*ASSIGNED TASK:*
Exact reproduction of all the data is required, with pictures excluded.

---- RECORD EXTRACTS

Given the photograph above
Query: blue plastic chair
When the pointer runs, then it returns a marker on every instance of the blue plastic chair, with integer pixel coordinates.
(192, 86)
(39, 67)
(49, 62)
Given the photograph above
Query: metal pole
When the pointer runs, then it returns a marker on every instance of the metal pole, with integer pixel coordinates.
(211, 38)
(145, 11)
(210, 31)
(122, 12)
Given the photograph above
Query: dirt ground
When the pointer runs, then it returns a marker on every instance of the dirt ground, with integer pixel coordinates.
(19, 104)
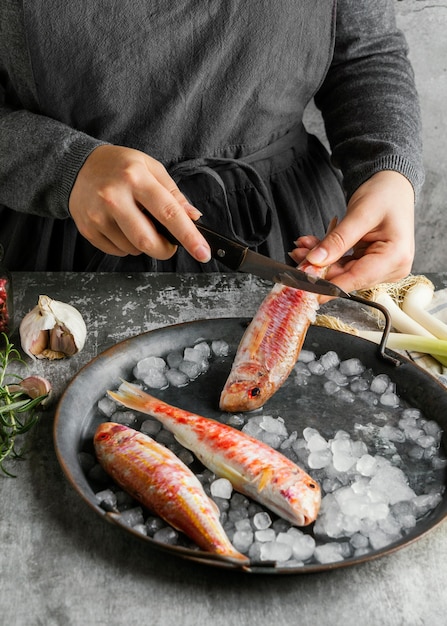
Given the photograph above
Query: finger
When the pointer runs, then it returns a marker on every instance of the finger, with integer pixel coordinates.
(340, 240)
(161, 203)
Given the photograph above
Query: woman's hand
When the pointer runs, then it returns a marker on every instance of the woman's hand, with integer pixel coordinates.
(377, 231)
(114, 196)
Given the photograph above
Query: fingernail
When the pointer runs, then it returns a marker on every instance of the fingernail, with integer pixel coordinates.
(202, 254)
(193, 213)
(317, 256)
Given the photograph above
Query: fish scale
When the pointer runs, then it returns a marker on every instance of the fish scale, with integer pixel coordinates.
(253, 468)
(159, 480)
(270, 346)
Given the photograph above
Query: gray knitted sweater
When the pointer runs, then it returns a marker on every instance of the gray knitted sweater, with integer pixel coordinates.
(187, 78)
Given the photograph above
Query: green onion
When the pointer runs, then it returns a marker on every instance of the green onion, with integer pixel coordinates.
(18, 403)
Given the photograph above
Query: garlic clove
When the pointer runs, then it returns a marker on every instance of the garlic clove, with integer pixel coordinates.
(33, 386)
(52, 330)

--------

*RESPONSE BELOW:*
Given the photograph above
Query: blue plastic chair
When the pointer runs, then it returns a marker on every instance of the blue plastic chair, with integer pixel coordinates.
(192, 86)
(39, 67)
(49, 62)
Given the photograph above
Query: metal pole
When the pointer runs, then it returns a marker on every instance of the metal pole, with integer pixel coordinates.
(211, 38)
(145, 11)
(210, 31)
(122, 12)
Given the photograph above
Query: dirt ground
When the pointer runs, then it returns a marker on every instance of the dirt ground, with integer pixel coordinates.
(19, 104)
Given the photograph above
Query: finger
When the pointer runs, then it returns a marker on every instance of the finger, with integer pixel coordinates.
(340, 240)
(161, 203)
Given the photograph above
Query: woman's hand
When the pointer runs, then it returns a marker on every instance of the woman's hand, with integer pixel coordinates.
(377, 231)
(114, 196)
Given the photograph above
Query: fingernail
When the pointer runs, then it returns a marker on every instance of the fingernail, with integer pixel coordinates.
(202, 254)
(193, 213)
(317, 256)
Given the photograph above
Query: fish scale
When the pointer runs, then it returns a marker on every instance of the fish scale, with integer pixel coordinates.
(253, 468)
(159, 480)
(270, 346)
Given the photograph above
Query: gray knitted sweater
When the pointer runs, then it returns a marker on every instance of the gray knitted sweater, with integer pixel coordinates.
(187, 78)
Given the photograph above
Query: green onion
When the pointer runs, then it returns a marker on every instance of the green onion, with integer pixel coordinates.
(18, 403)
Given the photograph above
Query: garlic clove
When the pointer runs, then it returns a marker on every instance of the garlic clove, with integer pixel coordinates.
(33, 386)
(52, 330)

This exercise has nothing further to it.